**DIRECTIONS:** Start at the line that contains "the church spire" in the listing below and extract every line through the last, exactly; leave pictures out.

**AVAILABLE RECORDS:**
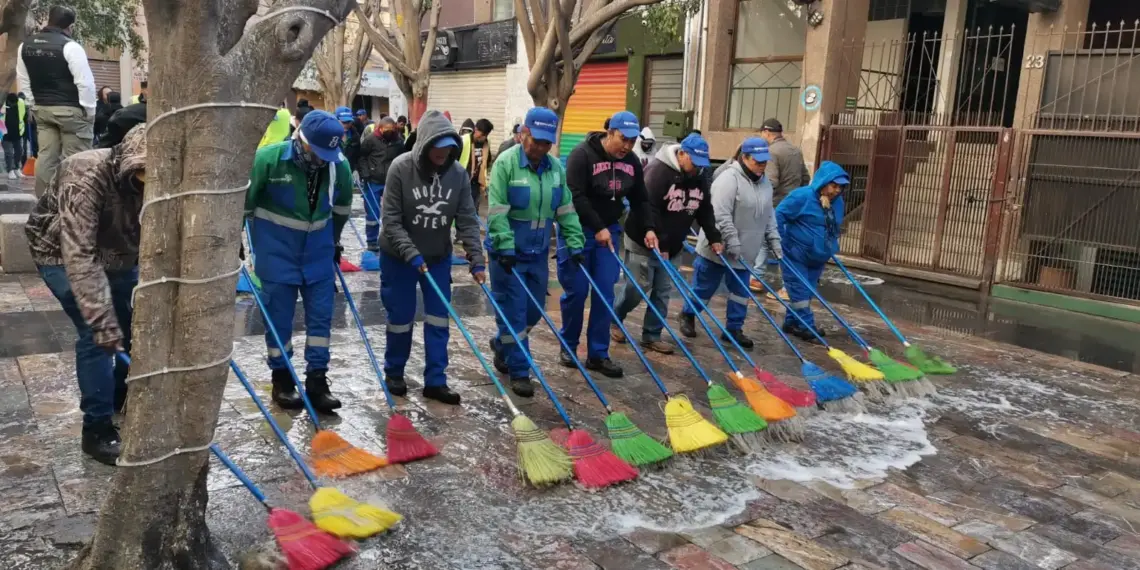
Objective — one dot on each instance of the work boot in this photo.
(442, 395)
(102, 442)
(605, 366)
(285, 391)
(316, 388)
(658, 345)
(522, 387)
(687, 325)
(396, 384)
(739, 335)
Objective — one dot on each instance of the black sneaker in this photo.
(687, 325)
(284, 393)
(396, 384)
(522, 387)
(102, 442)
(316, 388)
(739, 335)
(442, 395)
(605, 366)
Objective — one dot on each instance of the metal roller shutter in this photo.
(472, 95)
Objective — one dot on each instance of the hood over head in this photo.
(434, 125)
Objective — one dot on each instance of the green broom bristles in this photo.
(632, 445)
(926, 363)
(540, 461)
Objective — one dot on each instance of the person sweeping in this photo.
(426, 189)
(808, 220)
(528, 192)
(299, 200)
(742, 208)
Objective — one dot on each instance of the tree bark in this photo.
(201, 51)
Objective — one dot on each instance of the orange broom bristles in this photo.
(304, 546)
(333, 456)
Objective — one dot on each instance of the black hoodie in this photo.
(600, 182)
(675, 198)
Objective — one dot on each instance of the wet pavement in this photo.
(1025, 459)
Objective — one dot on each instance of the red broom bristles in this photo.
(304, 546)
(405, 444)
(594, 465)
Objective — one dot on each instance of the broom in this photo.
(304, 546)
(783, 422)
(333, 511)
(900, 379)
(914, 353)
(833, 395)
(332, 455)
(540, 461)
(594, 465)
(405, 444)
(734, 418)
(627, 441)
(687, 430)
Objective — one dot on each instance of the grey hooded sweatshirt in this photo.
(421, 201)
(744, 217)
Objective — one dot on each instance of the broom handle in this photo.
(760, 307)
(471, 342)
(364, 336)
(701, 310)
(281, 345)
(566, 345)
(811, 288)
(526, 353)
(273, 424)
(772, 292)
(681, 344)
(634, 345)
(238, 473)
(870, 301)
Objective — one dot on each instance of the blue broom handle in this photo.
(530, 361)
(364, 336)
(811, 288)
(870, 301)
(724, 331)
(273, 424)
(634, 345)
(758, 306)
(685, 292)
(566, 345)
(281, 345)
(471, 342)
(238, 473)
(681, 344)
(772, 291)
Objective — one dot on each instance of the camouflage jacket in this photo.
(88, 221)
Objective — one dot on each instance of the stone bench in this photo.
(15, 257)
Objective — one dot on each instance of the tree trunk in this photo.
(154, 515)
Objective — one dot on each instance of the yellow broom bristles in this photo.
(341, 515)
(333, 456)
(689, 431)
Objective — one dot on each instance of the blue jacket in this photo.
(809, 233)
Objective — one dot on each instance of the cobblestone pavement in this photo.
(1023, 461)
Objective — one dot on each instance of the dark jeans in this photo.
(102, 376)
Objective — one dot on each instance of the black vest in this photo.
(53, 83)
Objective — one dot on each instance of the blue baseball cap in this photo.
(757, 148)
(697, 149)
(543, 123)
(627, 123)
(323, 132)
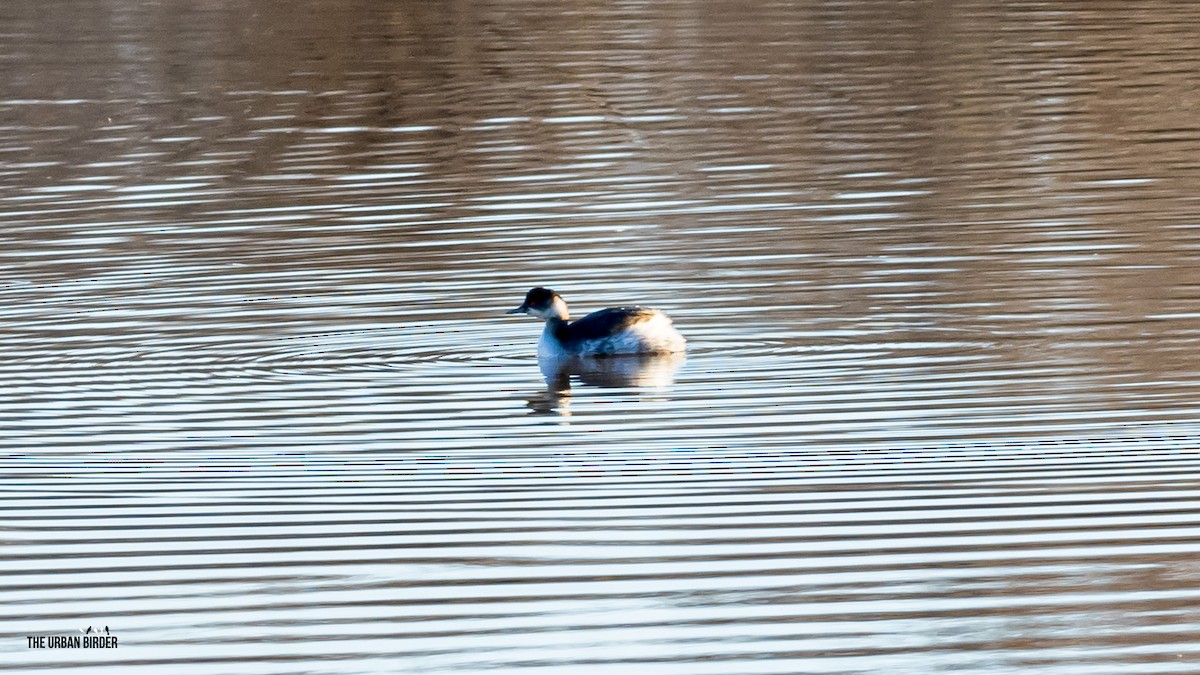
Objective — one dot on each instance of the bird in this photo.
(610, 332)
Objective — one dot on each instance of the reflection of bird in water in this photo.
(615, 330)
(637, 371)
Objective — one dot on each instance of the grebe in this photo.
(611, 332)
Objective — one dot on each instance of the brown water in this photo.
(261, 410)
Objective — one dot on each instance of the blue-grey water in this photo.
(261, 410)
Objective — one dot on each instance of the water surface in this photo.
(261, 410)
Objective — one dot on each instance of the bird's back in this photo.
(622, 330)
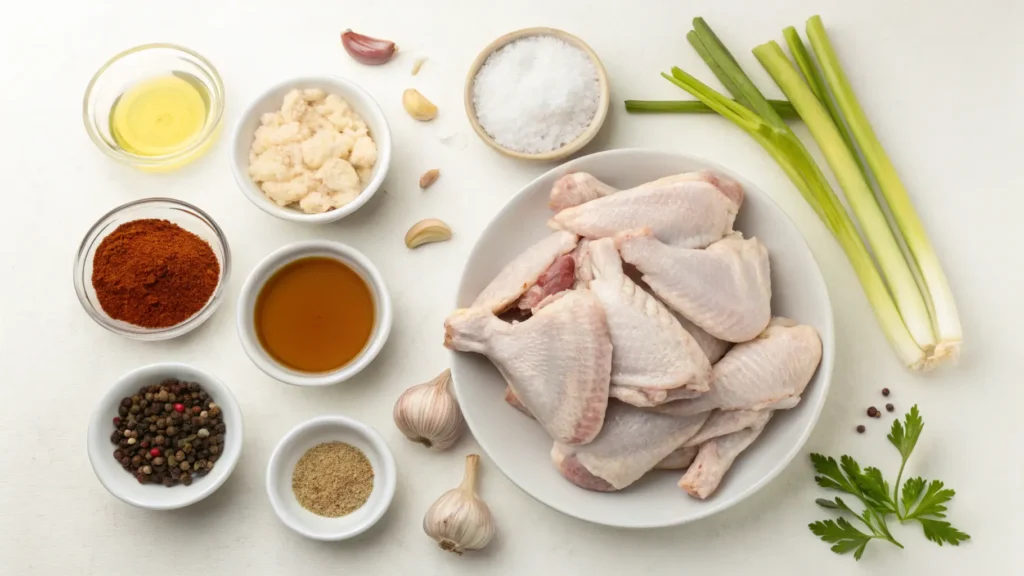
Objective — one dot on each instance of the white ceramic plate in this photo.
(521, 449)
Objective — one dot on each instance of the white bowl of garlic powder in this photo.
(311, 149)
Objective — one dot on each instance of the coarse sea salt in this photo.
(536, 94)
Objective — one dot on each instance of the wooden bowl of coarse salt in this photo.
(537, 93)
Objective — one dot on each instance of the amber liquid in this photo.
(314, 315)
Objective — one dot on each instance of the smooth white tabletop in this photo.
(940, 80)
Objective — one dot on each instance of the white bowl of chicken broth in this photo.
(641, 338)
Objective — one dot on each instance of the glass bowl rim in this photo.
(216, 103)
(168, 332)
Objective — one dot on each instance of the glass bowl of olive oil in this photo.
(156, 107)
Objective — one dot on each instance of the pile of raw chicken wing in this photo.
(639, 334)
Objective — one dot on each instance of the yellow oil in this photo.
(160, 116)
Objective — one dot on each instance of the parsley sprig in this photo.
(914, 500)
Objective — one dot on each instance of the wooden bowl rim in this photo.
(571, 147)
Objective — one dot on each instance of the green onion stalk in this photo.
(753, 113)
(942, 306)
(858, 192)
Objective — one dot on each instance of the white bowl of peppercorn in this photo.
(165, 436)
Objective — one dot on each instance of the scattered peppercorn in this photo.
(145, 425)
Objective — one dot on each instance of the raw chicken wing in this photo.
(558, 362)
(769, 372)
(715, 458)
(724, 289)
(578, 188)
(689, 214)
(678, 460)
(572, 190)
(559, 276)
(632, 442)
(523, 272)
(652, 357)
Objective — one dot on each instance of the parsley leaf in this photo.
(842, 535)
(904, 439)
(922, 501)
(940, 531)
(933, 503)
(911, 491)
(876, 490)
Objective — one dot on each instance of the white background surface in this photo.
(941, 82)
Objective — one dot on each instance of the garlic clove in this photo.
(418, 106)
(428, 178)
(460, 521)
(366, 49)
(427, 231)
(428, 413)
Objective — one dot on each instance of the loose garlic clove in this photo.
(366, 49)
(460, 521)
(418, 106)
(425, 232)
(429, 414)
(429, 177)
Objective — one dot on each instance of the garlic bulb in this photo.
(460, 521)
(429, 414)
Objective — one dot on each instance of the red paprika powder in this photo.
(154, 274)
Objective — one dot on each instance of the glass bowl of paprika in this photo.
(153, 269)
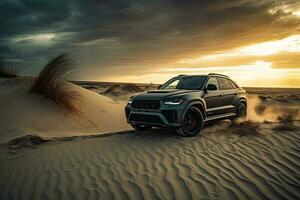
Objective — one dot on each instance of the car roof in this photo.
(210, 74)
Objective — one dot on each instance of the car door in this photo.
(213, 98)
(228, 95)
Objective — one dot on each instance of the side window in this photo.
(233, 85)
(224, 84)
(213, 81)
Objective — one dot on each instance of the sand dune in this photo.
(23, 113)
(218, 164)
(48, 154)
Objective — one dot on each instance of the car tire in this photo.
(241, 112)
(140, 127)
(192, 123)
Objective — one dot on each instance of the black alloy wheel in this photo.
(192, 122)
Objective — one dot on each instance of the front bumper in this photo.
(166, 116)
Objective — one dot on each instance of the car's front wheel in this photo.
(140, 127)
(192, 122)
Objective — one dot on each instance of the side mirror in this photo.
(211, 87)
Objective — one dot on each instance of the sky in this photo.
(256, 43)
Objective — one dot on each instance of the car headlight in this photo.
(176, 101)
(130, 100)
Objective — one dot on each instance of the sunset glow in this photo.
(255, 42)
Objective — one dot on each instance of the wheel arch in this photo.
(242, 100)
(198, 104)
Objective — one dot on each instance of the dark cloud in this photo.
(107, 35)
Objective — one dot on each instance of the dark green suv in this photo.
(186, 102)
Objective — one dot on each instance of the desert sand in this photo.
(46, 154)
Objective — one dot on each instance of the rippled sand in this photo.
(224, 162)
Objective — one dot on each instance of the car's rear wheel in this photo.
(242, 111)
(140, 127)
(192, 123)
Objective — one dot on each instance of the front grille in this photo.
(145, 118)
(145, 104)
(170, 115)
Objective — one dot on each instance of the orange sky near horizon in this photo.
(262, 69)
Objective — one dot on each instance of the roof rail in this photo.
(217, 74)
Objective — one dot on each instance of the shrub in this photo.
(52, 82)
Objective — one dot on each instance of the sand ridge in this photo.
(158, 165)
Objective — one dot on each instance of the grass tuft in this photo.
(52, 83)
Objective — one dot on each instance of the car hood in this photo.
(162, 94)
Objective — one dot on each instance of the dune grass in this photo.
(7, 72)
(52, 83)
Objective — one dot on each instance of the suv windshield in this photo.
(187, 83)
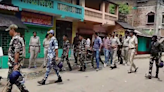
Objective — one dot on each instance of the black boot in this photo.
(84, 67)
(81, 69)
(42, 82)
(156, 76)
(59, 80)
(70, 68)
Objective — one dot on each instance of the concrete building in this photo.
(145, 15)
(64, 16)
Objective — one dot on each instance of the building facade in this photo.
(43, 15)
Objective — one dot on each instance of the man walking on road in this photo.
(133, 46)
(82, 53)
(15, 57)
(97, 48)
(125, 47)
(114, 43)
(75, 45)
(155, 55)
(34, 48)
(106, 45)
(52, 59)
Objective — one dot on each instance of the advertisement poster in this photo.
(35, 18)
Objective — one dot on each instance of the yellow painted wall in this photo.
(54, 25)
(74, 29)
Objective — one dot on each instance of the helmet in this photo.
(60, 64)
(160, 65)
(14, 76)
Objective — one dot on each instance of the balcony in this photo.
(51, 7)
(99, 16)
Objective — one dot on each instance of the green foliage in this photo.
(123, 8)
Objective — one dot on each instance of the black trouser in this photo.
(17, 83)
(75, 53)
(152, 59)
(92, 59)
(68, 63)
(119, 56)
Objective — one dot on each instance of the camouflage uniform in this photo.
(51, 58)
(82, 53)
(15, 46)
(66, 46)
(155, 55)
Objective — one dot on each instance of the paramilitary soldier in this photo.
(66, 46)
(52, 59)
(15, 54)
(82, 53)
(155, 55)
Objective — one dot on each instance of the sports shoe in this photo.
(59, 80)
(105, 65)
(42, 82)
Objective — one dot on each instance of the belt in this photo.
(132, 48)
(34, 46)
(125, 46)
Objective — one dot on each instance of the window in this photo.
(150, 18)
(163, 18)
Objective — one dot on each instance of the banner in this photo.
(35, 18)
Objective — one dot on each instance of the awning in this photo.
(7, 20)
(86, 31)
(125, 25)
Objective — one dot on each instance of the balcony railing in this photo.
(98, 16)
(52, 7)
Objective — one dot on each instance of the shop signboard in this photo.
(10, 8)
(36, 19)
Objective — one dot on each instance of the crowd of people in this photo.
(116, 49)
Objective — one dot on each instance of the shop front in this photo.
(8, 17)
(36, 22)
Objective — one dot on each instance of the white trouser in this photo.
(131, 58)
(45, 56)
(33, 55)
(114, 54)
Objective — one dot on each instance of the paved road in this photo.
(105, 80)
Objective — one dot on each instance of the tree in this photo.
(123, 8)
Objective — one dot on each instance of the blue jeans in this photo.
(110, 56)
(106, 54)
(97, 56)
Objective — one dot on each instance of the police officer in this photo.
(125, 47)
(34, 48)
(155, 55)
(133, 46)
(114, 44)
(66, 46)
(15, 57)
(82, 53)
(52, 58)
(75, 45)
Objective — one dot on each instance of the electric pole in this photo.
(157, 18)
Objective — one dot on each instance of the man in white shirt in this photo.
(88, 42)
(114, 43)
(34, 48)
(133, 46)
(125, 47)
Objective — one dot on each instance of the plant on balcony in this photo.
(123, 9)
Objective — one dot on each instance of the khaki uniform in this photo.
(114, 42)
(132, 50)
(46, 43)
(125, 48)
(34, 49)
(16, 46)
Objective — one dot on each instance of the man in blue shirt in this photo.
(52, 58)
(97, 48)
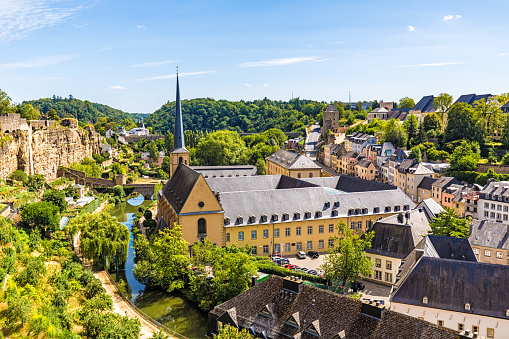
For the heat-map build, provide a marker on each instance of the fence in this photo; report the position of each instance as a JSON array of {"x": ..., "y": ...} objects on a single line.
[{"x": 144, "y": 315}]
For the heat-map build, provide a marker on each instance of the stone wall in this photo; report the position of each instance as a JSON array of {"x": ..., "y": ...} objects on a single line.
[{"x": 43, "y": 150}]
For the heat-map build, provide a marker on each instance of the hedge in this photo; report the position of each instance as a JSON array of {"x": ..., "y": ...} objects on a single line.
[{"x": 284, "y": 272}]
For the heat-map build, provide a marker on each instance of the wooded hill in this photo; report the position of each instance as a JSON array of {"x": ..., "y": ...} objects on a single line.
[
  {"x": 241, "y": 116},
  {"x": 83, "y": 110}
]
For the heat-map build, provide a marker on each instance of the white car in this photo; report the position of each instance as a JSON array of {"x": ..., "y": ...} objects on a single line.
[{"x": 301, "y": 255}]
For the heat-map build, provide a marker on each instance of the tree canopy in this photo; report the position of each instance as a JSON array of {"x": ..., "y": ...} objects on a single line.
[
  {"x": 448, "y": 224},
  {"x": 347, "y": 259},
  {"x": 103, "y": 239}
]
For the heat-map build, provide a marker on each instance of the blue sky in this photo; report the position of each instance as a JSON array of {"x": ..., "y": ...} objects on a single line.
[{"x": 124, "y": 53}]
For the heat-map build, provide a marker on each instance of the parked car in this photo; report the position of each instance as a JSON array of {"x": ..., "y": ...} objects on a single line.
[
  {"x": 301, "y": 255},
  {"x": 357, "y": 286}
]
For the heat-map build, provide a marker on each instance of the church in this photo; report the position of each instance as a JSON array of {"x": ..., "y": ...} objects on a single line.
[{"x": 272, "y": 213}]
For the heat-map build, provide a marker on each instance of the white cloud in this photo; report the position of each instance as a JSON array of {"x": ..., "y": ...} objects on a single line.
[
  {"x": 105, "y": 49},
  {"x": 450, "y": 17},
  {"x": 282, "y": 61},
  {"x": 155, "y": 63},
  {"x": 20, "y": 17},
  {"x": 37, "y": 62},
  {"x": 169, "y": 76},
  {"x": 435, "y": 64}
]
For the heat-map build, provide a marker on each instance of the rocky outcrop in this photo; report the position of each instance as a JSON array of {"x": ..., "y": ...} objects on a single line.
[{"x": 43, "y": 150}]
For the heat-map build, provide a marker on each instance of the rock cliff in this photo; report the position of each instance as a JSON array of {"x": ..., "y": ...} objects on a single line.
[{"x": 43, "y": 150}]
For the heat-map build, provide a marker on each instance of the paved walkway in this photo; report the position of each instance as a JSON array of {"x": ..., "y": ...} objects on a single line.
[{"x": 121, "y": 306}]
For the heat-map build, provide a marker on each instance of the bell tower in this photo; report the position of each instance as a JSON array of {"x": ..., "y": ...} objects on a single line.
[{"x": 179, "y": 153}]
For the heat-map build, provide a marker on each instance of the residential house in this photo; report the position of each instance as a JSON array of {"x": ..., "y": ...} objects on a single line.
[
  {"x": 490, "y": 241},
  {"x": 273, "y": 213},
  {"x": 423, "y": 107},
  {"x": 281, "y": 308},
  {"x": 409, "y": 175},
  {"x": 292, "y": 165},
  {"x": 424, "y": 188},
  {"x": 395, "y": 237},
  {"x": 493, "y": 201},
  {"x": 440, "y": 281},
  {"x": 357, "y": 141},
  {"x": 440, "y": 185},
  {"x": 365, "y": 169}
]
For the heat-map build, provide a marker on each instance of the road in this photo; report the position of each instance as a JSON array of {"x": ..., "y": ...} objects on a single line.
[{"x": 311, "y": 141}]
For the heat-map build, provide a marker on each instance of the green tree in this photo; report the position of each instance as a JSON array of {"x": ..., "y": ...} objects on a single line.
[
  {"x": 163, "y": 261},
  {"x": 347, "y": 259},
  {"x": 5, "y": 103},
  {"x": 395, "y": 133},
  {"x": 103, "y": 239},
  {"x": 465, "y": 157},
  {"x": 56, "y": 197},
  {"x": 221, "y": 148},
  {"x": 231, "y": 332},
  {"x": 406, "y": 102},
  {"x": 411, "y": 126},
  {"x": 448, "y": 224},
  {"x": 461, "y": 123},
  {"x": 27, "y": 111},
  {"x": 432, "y": 122},
  {"x": 42, "y": 215}
]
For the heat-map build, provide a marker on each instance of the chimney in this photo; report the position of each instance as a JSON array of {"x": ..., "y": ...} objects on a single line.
[
  {"x": 292, "y": 284},
  {"x": 372, "y": 309}
]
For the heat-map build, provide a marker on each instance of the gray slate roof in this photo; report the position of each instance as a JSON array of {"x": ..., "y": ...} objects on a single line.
[
  {"x": 451, "y": 284},
  {"x": 330, "y": 313},
  {"x": 396, "y": 236},
  {"x": 226, "y": 171},
  {"x": 489, "y": 234},
  {"x": 301, "y": 200},
  {"x": 291, "y": 160}
]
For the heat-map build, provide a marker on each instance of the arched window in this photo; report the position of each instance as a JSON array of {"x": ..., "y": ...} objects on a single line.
[{"x": 202, "y": 226}]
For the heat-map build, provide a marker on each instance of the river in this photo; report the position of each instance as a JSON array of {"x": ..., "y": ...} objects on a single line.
[{"x": 170, "y": 309}]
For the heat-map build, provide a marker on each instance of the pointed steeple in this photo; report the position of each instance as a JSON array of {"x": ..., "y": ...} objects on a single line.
[{"x": 178, "y": 133}]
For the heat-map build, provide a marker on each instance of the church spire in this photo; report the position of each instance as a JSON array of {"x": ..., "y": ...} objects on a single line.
[{"x": 178, "y": 134}]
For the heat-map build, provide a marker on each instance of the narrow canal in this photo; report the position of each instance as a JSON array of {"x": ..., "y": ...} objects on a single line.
[{"x": 170, "y": 309}]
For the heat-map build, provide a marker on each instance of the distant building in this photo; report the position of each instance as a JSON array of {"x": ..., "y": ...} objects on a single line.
[
  {"x": 281, "y": 308},
  {"x": 292, "y": 165},
  {"x": 440, "y": 281}
]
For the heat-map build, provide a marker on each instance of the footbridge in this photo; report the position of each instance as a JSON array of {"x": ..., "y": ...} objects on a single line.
[{"x": 79, "y": 177}]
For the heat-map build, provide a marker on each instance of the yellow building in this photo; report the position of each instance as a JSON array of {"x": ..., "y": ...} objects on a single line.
[
  {"x": 292, "y": 165},
  {"x": 273, "y": 213}
]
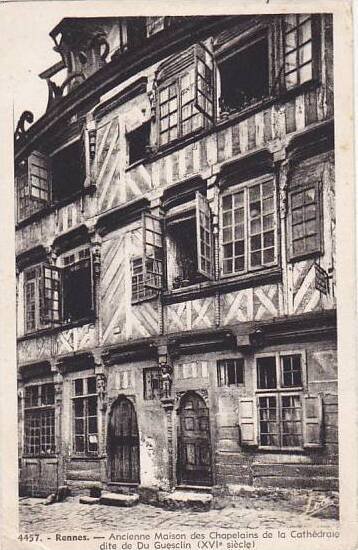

**EXERCISE ANSWER:**
For the heat-map build, provide a marker on each instance of the church spire in this photo; report the position of each instance as a JSON array of {"x": ..., "y": ...} objects on a single line.
[{"x": 178, "y": 134}]
For the heat-map build, provide a marker on each instance of the narrow canal in this photo; report the position of each instance as a JSON array of {"x": ..., "y": ...} objects on a single line.
[{"x": 170, "y": 309}]
For the heat-map build, provide a marker on each instance of the distant building in this photo; report the position of each instance as a JSON array of {"x": ..., "y": ...} objects on a single line.
[
  {"x": 281, "y": 308},
  {"x": 292, "y": 165},
  {"x": 440, "y": 281}
]
For the heat-map build, provide a marker on each instance of the footbridge in this photo; report the position of each instance as a JSON array of {"x": ..., "y": ...} objects on a single line.
[{"x": 79, "y": 177}]
For the heat-map build, provide a marker on each instance of the yellow building in this photo; report the position of each instance as a JSON array of {"x": ..., "y": ...} objects on a single line.
[
  {"x": 292, "y": 165},
  {"x": 273, "y": 213}
]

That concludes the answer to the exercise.